Saved entries
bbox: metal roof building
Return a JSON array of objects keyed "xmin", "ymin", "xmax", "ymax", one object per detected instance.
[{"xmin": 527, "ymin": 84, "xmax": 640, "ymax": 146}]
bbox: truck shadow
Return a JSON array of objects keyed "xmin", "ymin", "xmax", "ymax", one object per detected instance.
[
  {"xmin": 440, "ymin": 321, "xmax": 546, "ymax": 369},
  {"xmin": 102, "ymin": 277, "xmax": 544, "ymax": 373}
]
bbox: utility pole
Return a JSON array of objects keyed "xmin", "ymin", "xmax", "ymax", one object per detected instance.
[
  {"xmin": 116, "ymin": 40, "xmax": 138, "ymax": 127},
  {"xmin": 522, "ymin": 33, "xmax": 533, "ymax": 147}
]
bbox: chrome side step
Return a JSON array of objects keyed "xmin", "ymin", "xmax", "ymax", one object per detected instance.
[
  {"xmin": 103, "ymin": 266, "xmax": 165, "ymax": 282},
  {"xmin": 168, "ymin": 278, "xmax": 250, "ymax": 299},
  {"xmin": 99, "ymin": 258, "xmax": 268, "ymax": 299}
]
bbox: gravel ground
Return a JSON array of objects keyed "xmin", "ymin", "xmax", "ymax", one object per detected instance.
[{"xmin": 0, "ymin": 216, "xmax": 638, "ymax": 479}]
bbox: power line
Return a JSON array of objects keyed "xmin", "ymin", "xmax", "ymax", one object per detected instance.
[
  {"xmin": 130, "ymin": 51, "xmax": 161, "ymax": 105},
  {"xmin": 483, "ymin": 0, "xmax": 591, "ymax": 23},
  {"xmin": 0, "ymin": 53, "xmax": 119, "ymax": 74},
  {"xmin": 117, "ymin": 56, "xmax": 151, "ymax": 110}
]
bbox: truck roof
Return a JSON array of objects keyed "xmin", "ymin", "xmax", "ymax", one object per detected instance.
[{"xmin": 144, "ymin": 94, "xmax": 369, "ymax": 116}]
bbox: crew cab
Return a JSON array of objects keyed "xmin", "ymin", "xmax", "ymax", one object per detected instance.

**PROMPT:** Repeat exactly the lines above, starting with the line that contains "bbox: chrome side step" and ending with the last line, both included, and nothing else.

**THE COMPLETED TASK:**
bbox: chrome side step
Return a JSON array of objects keyed "xmin", "ymin", "xmax", "ymax", one object per detected instance.
[
  {"xmin": 103, "ymin": 266, "xmax": 165, "ymax": 282},
  {"xmin": 168, "ymin": 278, "xmax": 250, "ymax": 299},
  {"xmin": 99, "ymin": 258, "xmax": 268, "ymax": 299}
]
bbox: gravel ground
Return a JSON array of objects keyed "xmin", "ymin", "xmax", "ymax", one object per detected instance.
[{"xmin": 0, "ymin": 216, "xmax": 638, "ymax": 479}]
bbox: power line
Return a JSON array of objects keyed "xmin", "ymin", "xmax", "ymax", one object per detected instance.
[
  {"xmin": 130, "ymin": 51, "xmax": 161, "ymax": 105},
  {"xmin": 483, "ymin": 0, "xmax": 591, "ymax": 23},
  {"xmin": 0, "ymin": 53, "xmax": 119, "ymax": 74},
  {"xmin": 117, "ymin": 56, "xmax": 151, "ymax": 110}
]
bbox: truck roof
Return a JSON array of objects keyed "xmin", "ymin", "xmax", "ymax", one object per detected instance.
[{"xmin": 144, "ymin": 94, "xmax": 369, "ymax": 116}]
bbox: crew cab
Return a JSON array of objects keyed "xmin", "ymin", "xmax", "ymax", one object per detected instance.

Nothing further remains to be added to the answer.